REQUIREMENT
Please output, word for word, the part of the article on men and respect starting at "And by the way, if" and ending at "happier as well.".

+++ EXTRACT PROVIDED

“Does she ever think to thank me?”

Men and women have very different emotional needs in a relationship. Women need love through emotional and physical attentiveness and intimacy. Men need love too but for them love is synonymous with Respect. Of course, all healthy relationships need mutual respect. Men however, feel so much more valued, important and empowered when a woman gives him respect.
It helps them to feel better about themselves, it pushes them to work harder to achieve, they begin to feel more valued, and interestingly, your respect makes them want to do more. Does this sound simple? It is, and it works.
Since women have infiltrated the professional world, and can be fiercely independent, often they overlook or don’t want to provide this needed respect. Many of the couples I see in therapy have this underlying issue. Very often, the husband just doesn’t feel needed or respected for his role, and his role as a man is overlooked. Recently, a man stated to me in session: “You know, I know my wife works hard and she earns, but damn it would be nice once in awhile if she told me that she appreciated how much “I” earn or how hard “I” work and and how much she appreciates when she goes to the grocery store, and doesn’t have to look at the prices, like the money just magically is there”. Unlike men, women require much more emotional sustainment, yet a simple demonstration or verbalization of respect toward your man once in a while goes a long long way. As I always say to my female clients who are often resistant to this idea, ” Hey, can you put your pride aside and throw him a bone once in while? tell him he’s a good provider that you appreciate how hard he works. Let him have some control over big decisions, and help him feel like a man”. When they do follow my suggestion it’s transformational. As I stated, lots of women don’t want to put their pride aside. “But I work hard too, I don’t need to hear that why should I tell him that, what about my needs?” Because it’s what he NEEDS that’s why. You need to snuggle, you need to hear your attractive, you need flowers or gifts or cards, texts, phone calls. He needs this. Provide it. It takes very little of your emotional energy to do this.
And by the way, if you can say something positive in front of others, that’s a cherry on the top. He will feel like a King, stronger, unstoppable, and will WANT to do more for you and be happier in your relationship. So ladies, tell your man he’s great. Complement him on his abilities. When he does something that demonstrates good judgment tell him! Show him Respect. The love you need will come, and you will find that you will happier as well.

++++++
+++ THE DATA

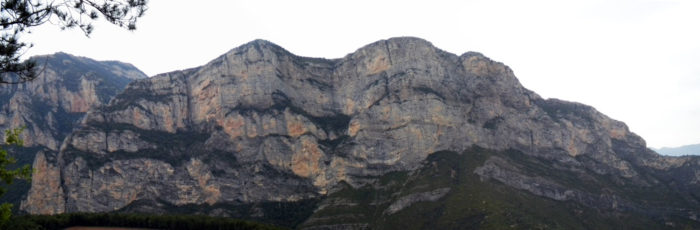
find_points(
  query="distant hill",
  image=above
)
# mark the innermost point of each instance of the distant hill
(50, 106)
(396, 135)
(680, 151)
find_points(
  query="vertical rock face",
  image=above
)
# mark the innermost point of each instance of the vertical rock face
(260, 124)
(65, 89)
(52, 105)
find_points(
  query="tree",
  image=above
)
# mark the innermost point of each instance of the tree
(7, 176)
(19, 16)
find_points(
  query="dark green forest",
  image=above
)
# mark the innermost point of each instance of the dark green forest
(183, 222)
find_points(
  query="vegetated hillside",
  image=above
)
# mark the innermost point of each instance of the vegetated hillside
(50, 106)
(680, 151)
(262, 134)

++++++
+++ THE DATA

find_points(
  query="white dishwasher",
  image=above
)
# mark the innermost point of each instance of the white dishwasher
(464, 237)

++++++

YOUR RESPONSE
And by the way, if you can say something positive in front of others, that’s a cherry on the top. He will feel like a King, stronger, unstoppable, and will WANT to do more for you and be happier in your relationship. So ladies, tell your man he’s great. Complement him on his abilities. When he does something that demonstrates good judgment tell him! Show him Respect. The love you need will come, and you will find that you will happier as well.